Objective.
Resume the news article about Canada's JTF2 special forces in Kandahar, continuing on from its final paragraph.

Extract to read.
++++++++

# Elite force operates in Kandahar shadows



## GAP (26 Feb 2010)

Elite force operates in Kandahar shadows
If you hear about JTF2, something's gone wrong
Article Link
Allan Woods Ottawa Bureau

OTTAWA–There are facts – few and far between – about the exploits of JTF2 in Afghanistan and then there are the long, dark shadows.

The unknown is as black as the operations that Canada's premier counterterrorist force conducts in Afghanistan. The facts, relayed by Col. Bernd Horn, former deputy commander of the military wing that runs Joint Task Force Two, are shocking to the uninitiated.

"Few realize Canadian (special operation forces) personnel have removed an entire generation of Taliban leadership in Kandahar, many of whom were responsible for the deaths of Canadian service personnel," he wrote in the Canadian Military Journal.

"For individuals who have no understanding of special operation forces, that they exist, how they operate, what they do ... sure it is (a surprise)," Horn said in an interview Thursday from Kingston, where he is now a professor at the Canadian Defence Academy.

++++++++

Listed entries.
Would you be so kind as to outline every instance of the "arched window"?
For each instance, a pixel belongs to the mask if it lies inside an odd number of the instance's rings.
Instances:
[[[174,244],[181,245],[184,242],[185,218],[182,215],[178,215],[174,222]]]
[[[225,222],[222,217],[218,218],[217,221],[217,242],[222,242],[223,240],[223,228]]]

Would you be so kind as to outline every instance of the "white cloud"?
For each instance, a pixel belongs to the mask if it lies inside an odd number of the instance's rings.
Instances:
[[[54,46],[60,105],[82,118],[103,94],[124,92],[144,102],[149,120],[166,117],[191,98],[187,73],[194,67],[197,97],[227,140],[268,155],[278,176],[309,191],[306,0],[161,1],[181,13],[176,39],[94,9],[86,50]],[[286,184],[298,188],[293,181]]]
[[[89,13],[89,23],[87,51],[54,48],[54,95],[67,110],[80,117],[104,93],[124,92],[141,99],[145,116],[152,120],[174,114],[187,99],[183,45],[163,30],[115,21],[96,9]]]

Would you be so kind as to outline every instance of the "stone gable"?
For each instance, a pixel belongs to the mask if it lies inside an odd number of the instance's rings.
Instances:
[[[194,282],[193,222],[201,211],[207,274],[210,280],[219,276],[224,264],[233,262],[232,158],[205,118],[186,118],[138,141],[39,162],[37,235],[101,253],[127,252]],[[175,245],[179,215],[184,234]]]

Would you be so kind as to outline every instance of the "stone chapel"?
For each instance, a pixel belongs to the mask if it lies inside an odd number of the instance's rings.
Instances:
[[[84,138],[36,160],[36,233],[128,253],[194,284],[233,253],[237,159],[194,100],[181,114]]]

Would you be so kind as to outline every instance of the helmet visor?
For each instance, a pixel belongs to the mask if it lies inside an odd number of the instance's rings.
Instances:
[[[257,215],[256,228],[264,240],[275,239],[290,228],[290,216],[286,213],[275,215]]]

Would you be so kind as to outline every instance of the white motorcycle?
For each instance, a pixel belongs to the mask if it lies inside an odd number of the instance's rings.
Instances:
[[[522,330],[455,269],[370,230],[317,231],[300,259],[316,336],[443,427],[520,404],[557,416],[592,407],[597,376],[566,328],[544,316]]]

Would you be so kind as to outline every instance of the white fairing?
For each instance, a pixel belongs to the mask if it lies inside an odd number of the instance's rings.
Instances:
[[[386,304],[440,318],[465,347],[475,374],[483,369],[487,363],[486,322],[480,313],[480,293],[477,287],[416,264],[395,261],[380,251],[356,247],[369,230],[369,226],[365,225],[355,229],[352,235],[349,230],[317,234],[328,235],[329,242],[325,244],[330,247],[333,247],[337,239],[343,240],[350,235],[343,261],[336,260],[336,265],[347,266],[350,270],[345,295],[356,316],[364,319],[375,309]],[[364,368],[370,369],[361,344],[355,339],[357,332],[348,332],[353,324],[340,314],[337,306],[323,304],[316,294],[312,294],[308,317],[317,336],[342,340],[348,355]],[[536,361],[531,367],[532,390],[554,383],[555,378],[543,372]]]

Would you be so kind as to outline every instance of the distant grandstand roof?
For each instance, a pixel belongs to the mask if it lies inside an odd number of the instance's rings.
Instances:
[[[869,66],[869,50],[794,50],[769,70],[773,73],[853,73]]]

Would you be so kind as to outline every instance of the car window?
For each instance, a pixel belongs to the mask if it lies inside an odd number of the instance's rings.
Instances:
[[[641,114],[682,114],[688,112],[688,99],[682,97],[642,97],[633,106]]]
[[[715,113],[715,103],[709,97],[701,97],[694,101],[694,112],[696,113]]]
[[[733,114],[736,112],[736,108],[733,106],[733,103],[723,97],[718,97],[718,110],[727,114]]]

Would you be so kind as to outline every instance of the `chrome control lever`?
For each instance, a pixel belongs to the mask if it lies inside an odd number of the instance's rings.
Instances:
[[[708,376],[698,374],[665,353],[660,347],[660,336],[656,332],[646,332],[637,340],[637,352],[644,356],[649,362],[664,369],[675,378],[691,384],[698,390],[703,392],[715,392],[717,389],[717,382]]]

++++++++

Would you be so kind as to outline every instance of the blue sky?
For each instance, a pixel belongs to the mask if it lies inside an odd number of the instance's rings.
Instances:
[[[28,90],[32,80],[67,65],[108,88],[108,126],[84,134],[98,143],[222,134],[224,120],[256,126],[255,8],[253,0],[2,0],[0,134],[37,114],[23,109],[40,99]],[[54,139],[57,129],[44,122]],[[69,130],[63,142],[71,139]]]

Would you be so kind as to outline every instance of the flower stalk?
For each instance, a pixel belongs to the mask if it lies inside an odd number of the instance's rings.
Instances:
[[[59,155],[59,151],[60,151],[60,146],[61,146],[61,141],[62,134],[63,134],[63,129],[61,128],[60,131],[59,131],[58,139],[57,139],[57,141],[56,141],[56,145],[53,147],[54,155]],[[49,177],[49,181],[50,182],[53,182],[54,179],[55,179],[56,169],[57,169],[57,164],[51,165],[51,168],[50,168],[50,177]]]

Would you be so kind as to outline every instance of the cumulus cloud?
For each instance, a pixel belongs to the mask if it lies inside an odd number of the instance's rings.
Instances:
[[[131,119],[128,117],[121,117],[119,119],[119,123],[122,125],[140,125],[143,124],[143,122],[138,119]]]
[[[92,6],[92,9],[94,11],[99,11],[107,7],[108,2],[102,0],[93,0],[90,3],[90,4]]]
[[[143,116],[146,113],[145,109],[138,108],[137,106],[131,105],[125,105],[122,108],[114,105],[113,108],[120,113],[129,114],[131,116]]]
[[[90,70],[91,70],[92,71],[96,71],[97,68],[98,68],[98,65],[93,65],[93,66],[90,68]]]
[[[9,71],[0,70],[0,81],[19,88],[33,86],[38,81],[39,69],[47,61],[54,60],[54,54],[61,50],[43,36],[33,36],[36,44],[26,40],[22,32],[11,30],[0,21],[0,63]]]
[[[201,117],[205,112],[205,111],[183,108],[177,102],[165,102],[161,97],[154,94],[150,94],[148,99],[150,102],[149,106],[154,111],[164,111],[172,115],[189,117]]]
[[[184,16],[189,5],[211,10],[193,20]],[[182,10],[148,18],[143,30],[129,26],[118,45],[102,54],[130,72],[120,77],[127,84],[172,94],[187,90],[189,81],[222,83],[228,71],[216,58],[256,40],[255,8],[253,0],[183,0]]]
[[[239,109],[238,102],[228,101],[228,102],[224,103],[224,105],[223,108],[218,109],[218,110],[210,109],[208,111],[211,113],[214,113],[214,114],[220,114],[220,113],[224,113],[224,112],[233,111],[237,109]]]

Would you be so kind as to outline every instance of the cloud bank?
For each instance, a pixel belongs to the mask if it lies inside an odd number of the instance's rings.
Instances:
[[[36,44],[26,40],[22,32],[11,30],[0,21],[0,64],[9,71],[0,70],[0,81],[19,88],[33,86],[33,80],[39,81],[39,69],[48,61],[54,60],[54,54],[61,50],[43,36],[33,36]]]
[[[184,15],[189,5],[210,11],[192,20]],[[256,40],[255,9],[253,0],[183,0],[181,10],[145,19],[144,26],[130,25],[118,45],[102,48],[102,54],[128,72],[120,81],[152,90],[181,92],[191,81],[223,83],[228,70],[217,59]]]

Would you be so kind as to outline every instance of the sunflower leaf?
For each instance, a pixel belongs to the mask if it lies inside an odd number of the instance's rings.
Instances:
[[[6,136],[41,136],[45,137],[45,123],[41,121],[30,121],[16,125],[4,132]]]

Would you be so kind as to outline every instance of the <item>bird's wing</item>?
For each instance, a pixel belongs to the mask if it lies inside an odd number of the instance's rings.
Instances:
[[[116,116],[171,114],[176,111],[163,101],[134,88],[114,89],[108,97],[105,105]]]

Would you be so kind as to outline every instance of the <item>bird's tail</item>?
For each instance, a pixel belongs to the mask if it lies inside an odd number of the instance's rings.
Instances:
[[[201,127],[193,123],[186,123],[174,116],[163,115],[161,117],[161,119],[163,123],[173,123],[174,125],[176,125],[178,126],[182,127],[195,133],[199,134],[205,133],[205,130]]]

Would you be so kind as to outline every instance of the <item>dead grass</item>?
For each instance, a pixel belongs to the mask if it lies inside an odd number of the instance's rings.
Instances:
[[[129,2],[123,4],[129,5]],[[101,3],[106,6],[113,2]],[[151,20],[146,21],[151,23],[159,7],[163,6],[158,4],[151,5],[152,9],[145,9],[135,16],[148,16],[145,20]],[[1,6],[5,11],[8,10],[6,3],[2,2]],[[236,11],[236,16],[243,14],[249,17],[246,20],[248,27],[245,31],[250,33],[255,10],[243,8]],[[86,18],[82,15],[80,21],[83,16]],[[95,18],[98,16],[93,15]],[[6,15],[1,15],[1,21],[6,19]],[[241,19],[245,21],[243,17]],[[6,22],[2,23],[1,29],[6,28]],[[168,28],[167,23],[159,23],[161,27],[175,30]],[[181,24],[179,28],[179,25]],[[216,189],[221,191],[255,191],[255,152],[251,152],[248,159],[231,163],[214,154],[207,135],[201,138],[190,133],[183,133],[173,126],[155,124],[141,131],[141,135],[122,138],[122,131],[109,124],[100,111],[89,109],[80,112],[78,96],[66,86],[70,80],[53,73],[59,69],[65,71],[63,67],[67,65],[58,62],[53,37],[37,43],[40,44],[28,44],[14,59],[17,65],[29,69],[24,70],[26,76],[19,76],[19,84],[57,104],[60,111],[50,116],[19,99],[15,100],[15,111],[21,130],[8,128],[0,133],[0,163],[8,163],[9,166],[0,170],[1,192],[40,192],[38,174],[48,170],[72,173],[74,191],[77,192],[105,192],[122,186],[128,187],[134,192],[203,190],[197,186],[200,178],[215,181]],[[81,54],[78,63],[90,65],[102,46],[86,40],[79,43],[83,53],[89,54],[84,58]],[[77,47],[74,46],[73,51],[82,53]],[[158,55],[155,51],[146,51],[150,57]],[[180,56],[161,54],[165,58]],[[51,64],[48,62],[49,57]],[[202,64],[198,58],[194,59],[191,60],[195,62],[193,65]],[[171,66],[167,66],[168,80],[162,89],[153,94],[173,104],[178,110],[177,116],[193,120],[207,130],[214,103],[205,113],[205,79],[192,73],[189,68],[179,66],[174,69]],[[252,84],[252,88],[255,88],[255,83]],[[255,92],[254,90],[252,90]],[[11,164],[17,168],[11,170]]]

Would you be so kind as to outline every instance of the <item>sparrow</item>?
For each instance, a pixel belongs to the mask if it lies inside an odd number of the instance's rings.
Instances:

++++++++

Expected answer.
JTF2, which originally trained for hostage rescue and stealth missions at a base outside Ottawa, has been working alongside British, American, German and other special operation teams since the 2001 invasion of Afghanistan.

Its elite soldiers were honoured by former U.S. president George W. Bush in 2004 for heroism. Along with U.S. Navy SEALs, Delta Force and other nations attached to Task Force K-Bar they killed more than 100 Taliban and Al Qaeda fighters over six months and destroyed training camps.

"The warriors of ... Task Force K-Bar established an unprecedented 100 per cent mission success rate across a broad spectrum of special operations under extremely difficult and constantly dangerous conditions," the commendation read.

But if JTF2 makes it into the news, it often means something has gone wrong. A 2002 photograph showing members of the unit exiting a U.S. military airplane with Afghan detainees is one such example. Then-prime minister Jean Chrétien's Liberal government had denied Canadian soldiers were even taking prisoners at the time.

As reported in the Star Thursday, another problem occurred in the winter of 2007 when three of four detainees captured by JTF2 could not be found by the International Committee of the Red Cross, which was tasked with investigating prisoners' well-being. The incident is contained in censored government documents that are at the centre of the Afghan detainee saga.

In early 2007, a contingent of Canadian special forces was operating from the former compound of Taliban cleric Mullah Omar west of Kandahar city. Canadians knew the base as Graceland but it was better known by its U.S. name of Camp Gecko or Firebase Maholic.

Apart from U.S., Canadian and other international special forces, the base is believed to house CIA officers and, some suspect, Canadian spies who operate in Kandahar.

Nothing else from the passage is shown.